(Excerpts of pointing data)
# # # #
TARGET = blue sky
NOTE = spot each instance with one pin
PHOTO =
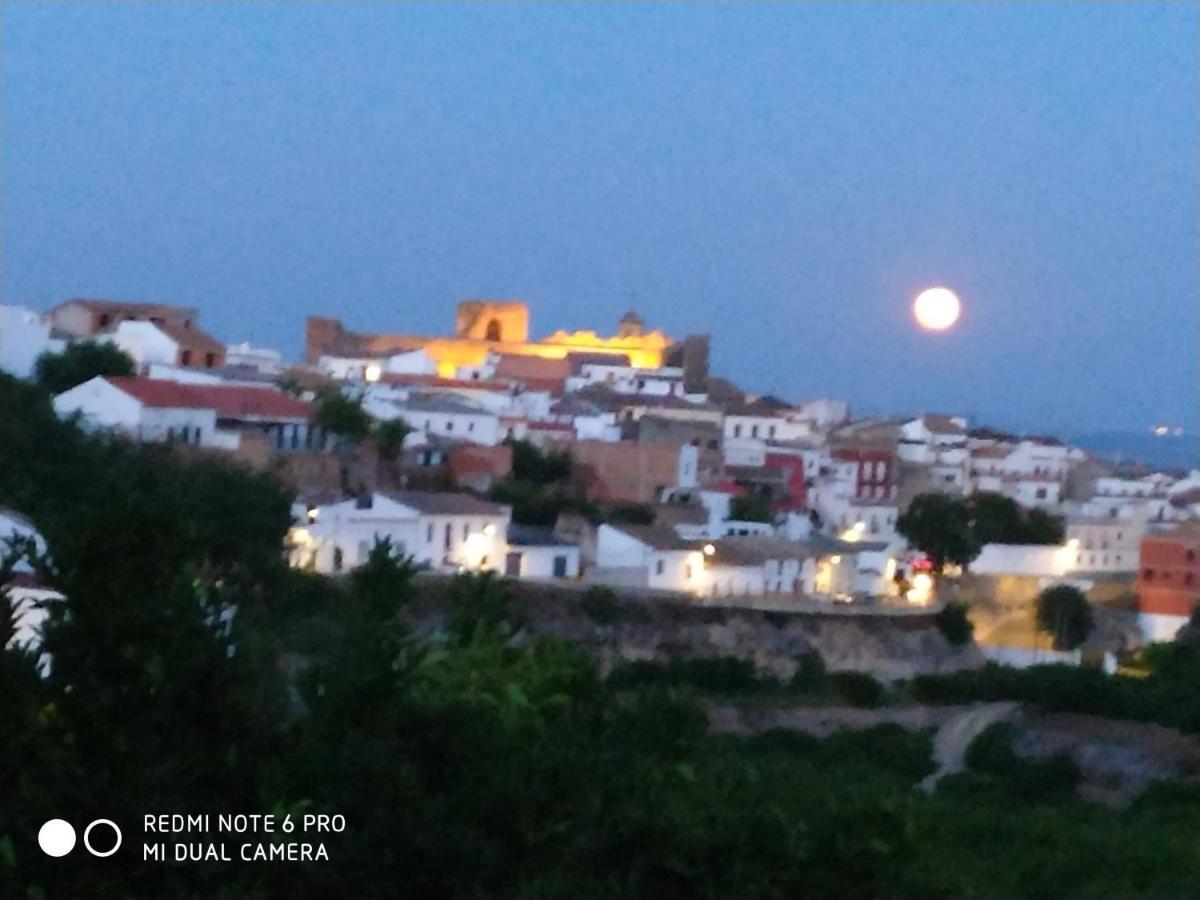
(783, 175)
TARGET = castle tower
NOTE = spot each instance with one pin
(630, 325)
(492, 321)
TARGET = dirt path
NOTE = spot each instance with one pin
(955, 736)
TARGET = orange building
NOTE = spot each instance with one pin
(487, 327)
(1169, 580)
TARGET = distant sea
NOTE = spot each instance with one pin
(1168, 451)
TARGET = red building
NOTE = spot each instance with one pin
(1169, 580)
(875, 477)
(792, 468)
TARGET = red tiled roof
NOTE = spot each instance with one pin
(431, 381)
(165, 310)
(192, 336)
(550, 426)
(228, 400)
# # # #
Recast every line of the records above as a numbered list. Skip blank lines and leave the pictures out.

1. TARGET = blue sky
2. NOTE = spot each instance with one pin
3. PHOTO =
4. (783, 175)
5. TARGET = castle tower
6. NOTE = spot each instance with one pin
7. (630, 325)
8. (492, 321)
9. TARGET = dirt path
10. NOTE = spot each instance with one pin
11. (955, 736)
12. TARGET = orange building
13. NOTE = spot each instance with one pin
14. (487, 327)
15. (1169, 580)
16. TARGET = distant sea
17. NOTE = spot each instance with one pin
18. (1168, 451)
19. TARGET = red building
20. NOTE = spot each instance with one pin
21. (1169, 580)
22. (875, 477)
23. (792, 468)
24. TARGET = red tiled roof
25. NOTE = spot each instance with one pin
26. (431, 381)
27. (165, 310)
28. (192, 336)
29. (550, 426)
30. (228, 400)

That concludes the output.